◆ **Your objective**: Copy out every line of the records below, scaling each point coordinate in the answers by 0.45 and rounding it to a whole number, with halves rounded up. Leave the pictures out.

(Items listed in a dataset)
* start *

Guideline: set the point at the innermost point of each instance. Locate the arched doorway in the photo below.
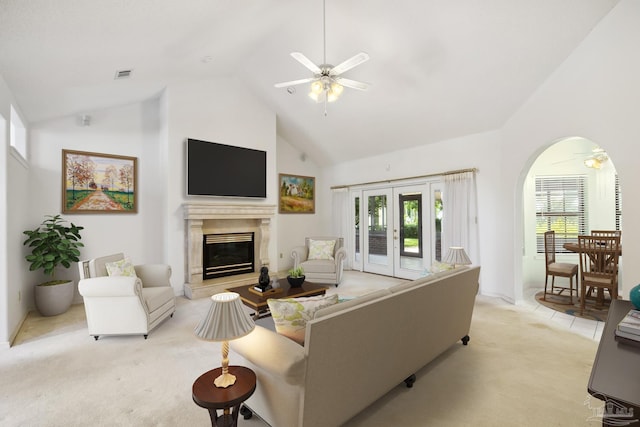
(568, 162)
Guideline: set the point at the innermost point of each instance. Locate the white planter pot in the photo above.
(52, 300)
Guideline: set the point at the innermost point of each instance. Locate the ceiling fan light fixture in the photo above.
(592, 163)
(314, 96)
(337, 88)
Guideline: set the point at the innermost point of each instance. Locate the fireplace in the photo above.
(227, 254)
(203, 219)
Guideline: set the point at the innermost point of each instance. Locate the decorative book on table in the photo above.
(629, 326)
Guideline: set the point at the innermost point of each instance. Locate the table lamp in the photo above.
(225, 321)
(456, 256)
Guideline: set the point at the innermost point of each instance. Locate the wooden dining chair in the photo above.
(598, 265)
(561, 269)
(614, 233)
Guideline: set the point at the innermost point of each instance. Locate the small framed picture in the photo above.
(296, 194)
(98, 183)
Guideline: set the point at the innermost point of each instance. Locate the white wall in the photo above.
(593, 94)
(13, 205)
(293, 228)
(218, 111)
(474, 151)
(130, 130)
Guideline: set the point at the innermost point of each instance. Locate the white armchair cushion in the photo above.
(156, 297)
(321, 249)
(123, 267)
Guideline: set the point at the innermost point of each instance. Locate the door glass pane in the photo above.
(410, 231)
(377, 214)
(438, 224)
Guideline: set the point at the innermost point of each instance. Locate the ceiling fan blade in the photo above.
(353, 84)
(306, 62)
(295, 82)
(349, 64)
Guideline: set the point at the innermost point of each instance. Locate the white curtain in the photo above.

* end *

◆ **Full output**:
Guideline: set the point at the innermost point of each instance. Locate the arched doorway in the photo below.
(256, 73)
Guideline: set the point at the innermost point of each instance. Locate the white planter pot in the photo above.
(23, 135)
Guideline: set the point at the innermost point of each instance. Locate the ceiling fan light fixture in the photo above.
(266, 73)
(141, 43)
(152, 40)
Guideline: set the point at the innermost point of each instance. Locate the fireplace in the photo above.
(102, 114)
(91, 99)
Guideline: set the point at the innermost point of each instance. Locate the decorative book on table in the photo above.
(283, 147)
Guideline: set the point at the innermost point of each instance. Locate the table lamp in the photo above.
(101, 144)
(205, 115)
Guideline: set the point at the innermost point of each instance. Locate the wooden dining chair in the photo above.
(269, 119)
(252, 121)
(276, 105)
Guideline: set the point at the innermost point of each instance. Locate the small framed picture in the photo above.
(133, 87)
(44, 82)
Guideline: set the point at the innermost point of each instance. Locate the white wall in the photo above.
(267, 42)
(6, 92)
(132, 103)
(98, 50)
(213, 68)
(59, 59)
Guideline: set the point at the innermost point of each instance. Locate the white armchair cushion in the photo above.
(70, 134)
(144, 112)
(55, 120)
Guideline: set the point at the innermost point of each instance. Locate the door glass pane in the photo above.
(185, 104)
(170, 96)
(197, 101)
Guideline: set the point at the innermost point of each instance. Locate the ceiling fan blade in the photo above.
(159, 38)
(138, 28)
(133, 37)
(157, 29)
Guideline: set the point at the innermost point of each instance. Locate the white curtain in the photo above.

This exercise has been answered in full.